• [About this exercise]:
Scan the listing for the word "dark" and report every line that contains it.

(The input Opens)

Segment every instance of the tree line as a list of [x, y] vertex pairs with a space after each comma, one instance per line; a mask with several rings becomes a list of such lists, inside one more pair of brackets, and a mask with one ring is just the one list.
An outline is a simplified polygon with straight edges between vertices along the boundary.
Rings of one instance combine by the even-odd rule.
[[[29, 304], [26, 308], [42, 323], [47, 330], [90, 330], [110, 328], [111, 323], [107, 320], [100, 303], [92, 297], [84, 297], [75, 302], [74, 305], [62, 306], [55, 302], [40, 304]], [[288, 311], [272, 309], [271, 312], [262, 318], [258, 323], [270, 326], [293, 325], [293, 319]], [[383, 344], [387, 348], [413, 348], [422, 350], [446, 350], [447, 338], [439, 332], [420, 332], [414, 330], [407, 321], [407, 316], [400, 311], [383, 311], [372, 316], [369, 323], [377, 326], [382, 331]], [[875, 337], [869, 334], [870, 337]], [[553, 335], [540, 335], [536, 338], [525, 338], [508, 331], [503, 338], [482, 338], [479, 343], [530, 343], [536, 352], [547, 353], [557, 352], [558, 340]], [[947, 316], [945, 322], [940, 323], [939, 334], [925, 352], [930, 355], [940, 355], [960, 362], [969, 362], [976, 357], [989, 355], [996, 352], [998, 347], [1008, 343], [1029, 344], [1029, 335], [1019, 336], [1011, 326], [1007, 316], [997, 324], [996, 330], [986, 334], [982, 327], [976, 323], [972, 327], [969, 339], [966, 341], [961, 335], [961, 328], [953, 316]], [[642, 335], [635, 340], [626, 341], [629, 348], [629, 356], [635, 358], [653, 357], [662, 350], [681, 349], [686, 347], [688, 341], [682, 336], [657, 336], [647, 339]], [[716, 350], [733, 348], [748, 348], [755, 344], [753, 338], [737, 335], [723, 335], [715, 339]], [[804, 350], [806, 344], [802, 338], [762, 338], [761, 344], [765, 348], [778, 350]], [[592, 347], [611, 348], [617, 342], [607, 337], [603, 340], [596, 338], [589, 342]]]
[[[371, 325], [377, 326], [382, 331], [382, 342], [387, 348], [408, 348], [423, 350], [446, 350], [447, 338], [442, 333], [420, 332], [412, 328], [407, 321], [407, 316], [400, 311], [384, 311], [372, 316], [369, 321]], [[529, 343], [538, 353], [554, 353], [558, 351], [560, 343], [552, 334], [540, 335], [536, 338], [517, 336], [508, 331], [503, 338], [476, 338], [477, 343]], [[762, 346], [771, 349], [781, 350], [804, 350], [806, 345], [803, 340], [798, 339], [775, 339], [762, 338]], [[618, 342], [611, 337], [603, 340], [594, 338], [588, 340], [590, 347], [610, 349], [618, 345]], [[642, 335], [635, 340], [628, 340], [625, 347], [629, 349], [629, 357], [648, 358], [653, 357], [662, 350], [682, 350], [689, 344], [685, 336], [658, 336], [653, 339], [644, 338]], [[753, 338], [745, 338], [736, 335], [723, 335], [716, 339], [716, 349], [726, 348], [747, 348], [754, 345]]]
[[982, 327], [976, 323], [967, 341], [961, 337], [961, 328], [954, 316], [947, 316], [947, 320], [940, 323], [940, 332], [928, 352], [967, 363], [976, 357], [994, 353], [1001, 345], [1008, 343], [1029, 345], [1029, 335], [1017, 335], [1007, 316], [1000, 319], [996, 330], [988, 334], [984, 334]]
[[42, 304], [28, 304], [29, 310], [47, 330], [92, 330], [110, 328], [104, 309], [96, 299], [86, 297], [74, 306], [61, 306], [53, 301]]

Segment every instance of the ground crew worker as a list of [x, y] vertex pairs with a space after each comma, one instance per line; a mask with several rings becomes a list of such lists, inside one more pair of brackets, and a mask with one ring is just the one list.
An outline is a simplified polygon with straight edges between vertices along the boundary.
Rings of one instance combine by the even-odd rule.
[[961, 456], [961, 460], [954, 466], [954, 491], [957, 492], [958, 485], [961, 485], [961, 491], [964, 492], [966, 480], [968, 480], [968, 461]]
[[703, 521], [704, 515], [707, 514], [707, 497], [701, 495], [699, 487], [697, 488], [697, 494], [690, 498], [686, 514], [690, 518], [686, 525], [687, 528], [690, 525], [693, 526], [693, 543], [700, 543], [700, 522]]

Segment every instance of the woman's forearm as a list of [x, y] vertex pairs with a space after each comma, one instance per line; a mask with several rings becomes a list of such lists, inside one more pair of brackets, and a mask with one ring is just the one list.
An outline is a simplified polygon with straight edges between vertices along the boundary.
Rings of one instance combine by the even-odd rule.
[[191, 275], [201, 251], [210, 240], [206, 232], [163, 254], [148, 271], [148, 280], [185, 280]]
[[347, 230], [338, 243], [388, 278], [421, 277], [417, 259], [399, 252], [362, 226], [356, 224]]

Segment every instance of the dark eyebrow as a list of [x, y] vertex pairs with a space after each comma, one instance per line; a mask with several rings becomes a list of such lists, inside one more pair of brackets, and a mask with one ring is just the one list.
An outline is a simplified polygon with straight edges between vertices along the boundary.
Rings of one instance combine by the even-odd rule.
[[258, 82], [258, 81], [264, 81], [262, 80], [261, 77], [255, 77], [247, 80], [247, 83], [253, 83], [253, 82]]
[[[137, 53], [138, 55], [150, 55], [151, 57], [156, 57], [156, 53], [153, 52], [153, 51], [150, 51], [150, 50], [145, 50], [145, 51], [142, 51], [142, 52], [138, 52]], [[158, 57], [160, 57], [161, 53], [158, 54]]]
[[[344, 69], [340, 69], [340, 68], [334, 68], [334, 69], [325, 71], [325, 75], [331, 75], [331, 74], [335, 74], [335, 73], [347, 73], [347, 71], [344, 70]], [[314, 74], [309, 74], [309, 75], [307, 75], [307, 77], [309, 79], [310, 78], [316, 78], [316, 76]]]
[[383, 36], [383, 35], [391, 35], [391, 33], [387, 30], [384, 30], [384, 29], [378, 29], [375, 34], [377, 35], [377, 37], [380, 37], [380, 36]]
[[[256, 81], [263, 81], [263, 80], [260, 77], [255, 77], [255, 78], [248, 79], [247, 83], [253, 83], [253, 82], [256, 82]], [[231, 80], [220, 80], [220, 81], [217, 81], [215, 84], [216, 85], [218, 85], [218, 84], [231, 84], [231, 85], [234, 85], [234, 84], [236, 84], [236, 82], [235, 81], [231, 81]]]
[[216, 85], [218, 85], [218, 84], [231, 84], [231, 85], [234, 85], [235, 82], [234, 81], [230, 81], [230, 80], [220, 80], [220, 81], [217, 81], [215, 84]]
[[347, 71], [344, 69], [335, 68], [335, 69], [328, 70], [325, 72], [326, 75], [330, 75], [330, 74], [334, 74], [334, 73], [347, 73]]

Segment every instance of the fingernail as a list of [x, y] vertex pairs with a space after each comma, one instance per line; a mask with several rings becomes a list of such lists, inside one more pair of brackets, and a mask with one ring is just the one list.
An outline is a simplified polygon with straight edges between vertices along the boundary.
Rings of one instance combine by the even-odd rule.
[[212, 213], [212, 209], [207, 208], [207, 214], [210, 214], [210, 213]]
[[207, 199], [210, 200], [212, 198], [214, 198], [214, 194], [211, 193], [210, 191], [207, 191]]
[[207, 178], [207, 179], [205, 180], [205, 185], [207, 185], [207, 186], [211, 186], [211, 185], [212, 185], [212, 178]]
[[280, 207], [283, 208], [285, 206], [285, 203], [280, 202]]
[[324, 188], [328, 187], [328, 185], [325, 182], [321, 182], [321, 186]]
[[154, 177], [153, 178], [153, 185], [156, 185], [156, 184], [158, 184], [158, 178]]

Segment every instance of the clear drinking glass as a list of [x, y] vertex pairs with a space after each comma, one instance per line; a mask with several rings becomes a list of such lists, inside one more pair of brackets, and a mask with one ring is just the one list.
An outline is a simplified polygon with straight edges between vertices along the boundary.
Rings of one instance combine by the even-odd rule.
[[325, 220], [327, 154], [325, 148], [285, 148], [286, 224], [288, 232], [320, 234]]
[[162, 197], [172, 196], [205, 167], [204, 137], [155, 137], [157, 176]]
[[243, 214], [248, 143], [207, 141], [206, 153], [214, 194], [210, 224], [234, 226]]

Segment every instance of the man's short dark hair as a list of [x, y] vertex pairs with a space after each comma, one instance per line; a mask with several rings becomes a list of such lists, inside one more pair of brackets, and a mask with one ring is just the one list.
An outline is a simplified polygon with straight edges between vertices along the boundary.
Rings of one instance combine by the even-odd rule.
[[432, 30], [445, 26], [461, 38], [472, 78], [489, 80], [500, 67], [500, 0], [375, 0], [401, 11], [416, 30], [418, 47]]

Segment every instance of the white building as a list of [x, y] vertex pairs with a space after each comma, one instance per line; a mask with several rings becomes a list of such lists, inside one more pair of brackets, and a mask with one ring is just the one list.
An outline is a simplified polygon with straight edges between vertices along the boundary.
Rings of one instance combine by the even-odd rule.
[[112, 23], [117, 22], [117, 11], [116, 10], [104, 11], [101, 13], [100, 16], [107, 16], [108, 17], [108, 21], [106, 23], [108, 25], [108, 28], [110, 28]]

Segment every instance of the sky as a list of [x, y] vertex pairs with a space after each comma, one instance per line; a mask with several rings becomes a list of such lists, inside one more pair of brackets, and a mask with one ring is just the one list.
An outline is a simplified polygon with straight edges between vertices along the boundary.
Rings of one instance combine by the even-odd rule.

(The input Closes)

• [Reply]:
Segment every instance of the dark eyebrow as a list of [x, y] vertex pairs with a space after each comma, one instance per line; a mask with several rings becomes a list of such lists, inside one more pair of brackets, and a mask with one ring is just the one list.
Segment every instance of the man's short dark hair as a list of [x, y] vertex pairs with a space after each comma, one instance per line; a mask with several rings becomes a list of such lists, inside one more pair of brackets, and a mask with one ring is just the one list.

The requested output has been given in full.